### DATA EXTRACT
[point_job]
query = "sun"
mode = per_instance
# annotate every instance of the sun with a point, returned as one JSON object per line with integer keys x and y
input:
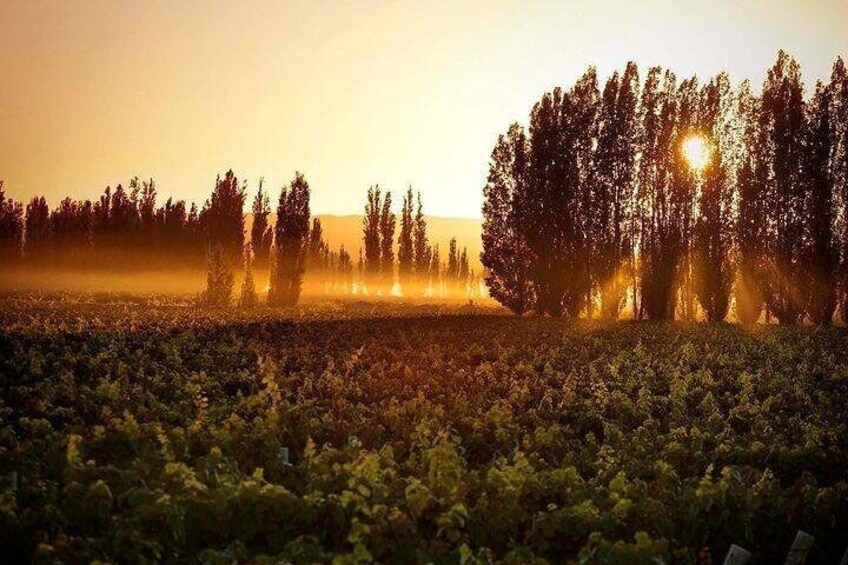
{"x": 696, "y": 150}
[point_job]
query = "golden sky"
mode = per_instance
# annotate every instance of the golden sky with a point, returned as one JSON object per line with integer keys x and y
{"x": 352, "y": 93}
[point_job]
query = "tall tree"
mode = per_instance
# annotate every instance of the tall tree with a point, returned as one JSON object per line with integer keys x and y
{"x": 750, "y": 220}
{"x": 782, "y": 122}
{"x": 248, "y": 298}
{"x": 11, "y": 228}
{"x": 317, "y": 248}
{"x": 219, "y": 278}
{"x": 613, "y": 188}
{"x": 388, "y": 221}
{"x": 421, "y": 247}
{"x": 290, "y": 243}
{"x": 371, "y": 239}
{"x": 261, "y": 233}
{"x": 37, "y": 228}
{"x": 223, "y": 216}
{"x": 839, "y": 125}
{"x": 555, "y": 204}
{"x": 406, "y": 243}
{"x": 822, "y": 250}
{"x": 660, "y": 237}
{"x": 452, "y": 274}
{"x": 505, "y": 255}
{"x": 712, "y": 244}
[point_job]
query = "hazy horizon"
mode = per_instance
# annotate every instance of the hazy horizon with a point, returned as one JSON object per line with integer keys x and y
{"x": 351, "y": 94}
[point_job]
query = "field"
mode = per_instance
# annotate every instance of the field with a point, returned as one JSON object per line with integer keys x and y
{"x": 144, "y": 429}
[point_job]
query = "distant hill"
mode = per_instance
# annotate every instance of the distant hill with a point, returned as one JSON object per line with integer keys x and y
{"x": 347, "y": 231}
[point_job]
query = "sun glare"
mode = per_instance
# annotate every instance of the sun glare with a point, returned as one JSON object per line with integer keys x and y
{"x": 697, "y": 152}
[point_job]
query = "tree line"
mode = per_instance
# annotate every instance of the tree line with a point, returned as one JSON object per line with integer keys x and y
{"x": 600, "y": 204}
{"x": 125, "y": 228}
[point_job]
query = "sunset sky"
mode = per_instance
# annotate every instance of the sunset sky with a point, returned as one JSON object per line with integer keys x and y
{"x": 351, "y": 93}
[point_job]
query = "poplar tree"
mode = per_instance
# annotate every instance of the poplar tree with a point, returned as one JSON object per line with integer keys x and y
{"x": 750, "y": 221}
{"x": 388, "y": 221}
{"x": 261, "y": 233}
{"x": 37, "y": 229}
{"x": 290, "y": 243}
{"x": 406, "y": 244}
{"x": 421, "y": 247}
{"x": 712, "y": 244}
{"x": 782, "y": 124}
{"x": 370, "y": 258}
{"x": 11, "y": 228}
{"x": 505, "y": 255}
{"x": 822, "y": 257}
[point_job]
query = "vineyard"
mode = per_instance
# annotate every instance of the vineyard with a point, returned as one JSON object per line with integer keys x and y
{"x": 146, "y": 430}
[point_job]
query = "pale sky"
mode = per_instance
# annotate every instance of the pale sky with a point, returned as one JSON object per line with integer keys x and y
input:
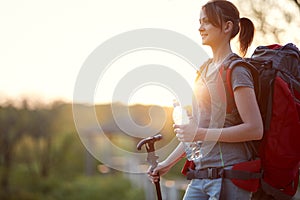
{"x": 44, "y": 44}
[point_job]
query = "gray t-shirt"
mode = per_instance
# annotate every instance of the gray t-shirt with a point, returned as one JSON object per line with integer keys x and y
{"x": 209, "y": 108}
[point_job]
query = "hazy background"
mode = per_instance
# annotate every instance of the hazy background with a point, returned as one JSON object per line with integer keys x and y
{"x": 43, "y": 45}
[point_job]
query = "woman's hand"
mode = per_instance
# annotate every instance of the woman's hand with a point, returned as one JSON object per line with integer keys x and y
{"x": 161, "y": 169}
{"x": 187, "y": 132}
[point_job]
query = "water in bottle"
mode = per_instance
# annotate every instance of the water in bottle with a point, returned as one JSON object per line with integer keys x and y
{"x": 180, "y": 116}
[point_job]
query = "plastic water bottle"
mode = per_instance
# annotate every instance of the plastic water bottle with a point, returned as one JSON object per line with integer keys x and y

### EXERCISE
Write out the data precisely as given, excluding the pictures.

### RESULT OF THE EXERCISE
[point_job]
query = "sun"
mode = per_instance
# annotate every instance of the sun with a point, returned as one JSON object per line with integer keys x and y
input:
{"x": 696, "y": 150}
[point_job]
query = "golden sky"
mode = per_instance
# annotate every instance of the golden sky with a point, returned as one JSON object per line with integer keys x and y
{"x": 352, "y": 93}
[point_job]
query = "tall tree"
mode = per_instance
# annotate every instance of the tall tree with a point, returned as one JSON object per line with integer keys x and y
{"x": 750, "y": 220}
{"x": 782, "y": 122}
{"x": 248, "y": 298}
{"x": 11, "y": 228}
{"x": 317, "y": 248}
{"x": 219, "y": 278}
{"x": 613, "y": 188}
{"x": 388, "y": 221}
{"x": 421, "y": 247}
{"x": 290, "y": 243}
{"x": 371, "y": 239}
{"x": 261, "y": 233}
{"x": 37, "y": 228}
{"x": 223, "y": 216}
{"x": 839, "y": 125}
{"x": 555, "y": 204}
{"x": 406, "y": 243}
{"x": 822, "y": 250}
{"x": 660, "y": 237}
{"x": 452, "y": 274}
{"x": 505, "y": 255}
{"x": 712, "y": 244}
[point_job]
query = "hazy horizon"
mode = per_instance
# annotate every instance of the hazy horizon with a point, returned as one JSON object per line with integer keys x and y
{"x": 351, "y": 94}
[point_job]
query = "field"
mode = per_instance
# annotate every instance of the field with a point, returned as one JSON object per line with integer keys x and y
{"x": 144, "y": 429}
[point_job]
query = "distant hill"
mode = per_instance
# annotate every instance of the distant hill with a point, returned as one JSON object per line with integer keys x and y
{"x": 347, "y": 231}
[point_job]
query = "sun glare"
mode = per_instance
# annotate every instance of the sun glare with a point, returned as one JSON object per line with integer keys x and y
{"x": 697, "y": 152}
[point_job]
query = "tree line"
mode = per_instance
# annotate every instance of the tree line with a point, returned as one JSON object per line with integer keys x and y
{"x": 600, "y": 204}
{"x": 125, "y": 228}
[point_job]
query = "sunset sky"
mode = per_instance
# annotate every instance of the sunset sky with a point, returned as one JSON object per line with integer keys x and y
{"x": 351, "y": 93}
[point_job]
query = "poplar tree"
mode = per_instance
# annotate every instance of the poplar tree with a point, returned as one JSON object per line with integer keys x and y
{"x": 750, "y": 221}
{"x": 388, "y": 221}
{"x": 261, "y": 233}
{"x": 37, "y": 229}
{"x": 290, "y": 243}
{"x": 406, "y": 244}
{"x": 421, "y": 247}
{"x": 712, "y": 244}
{"x": 782, "y": 124}
{"x": 370, "y": 258}
{"x": 11, "y": 228}
{"x": 505, "y": 255}
{"x": 822, "y": 257}
[point_job]
query = "vineyard"
mode = per_instance
# annotate every instance of the vineyard with a point, returned as one JSON object per line with integer keys x and y
{"x": 146, "y": 430}
[point_job]
query = "pale sky"
mode = per_instance
# annotate every instance of the pale sky with a point, returned as one JSON object per line with integer keys x and y
input:
{"x": 44, "y": 44}
[point_job]
query = "gray t-shirt"
mode = per_instance
# annotate every instance of the gray t-shirt with a point, returned as one JSON object per line with integer keys x and y
{"x": 209, "y": 108}
[point_job]
query = "hazy background"
mode = per_instance
# annotate every instance of the hazy background with a point, returned as one JSON object per line with integer keys x and y
{"x": 43, "y": 45}
[point_job]
query = "woman's hand"
mode = per_instance
# annotate every instance of the woman's hand with a point, returned as one JSON object per line with integer keys x and y
{"x": 161, "y": 169}
{"x": 187, "y": 132}
[point_job]
query = "water in bottle"
mode = per_instance
# annotate every instance of the water in bottle with a point, returned as one JSON object per line with integer keys x and y
{"x": 180, "y": 116}
[point_job]
query = "plastic water bottle"
mode = per_instance
# annotate every instance of the plastic water bottle with a point, returned as one JSON object per line with integer keys x and y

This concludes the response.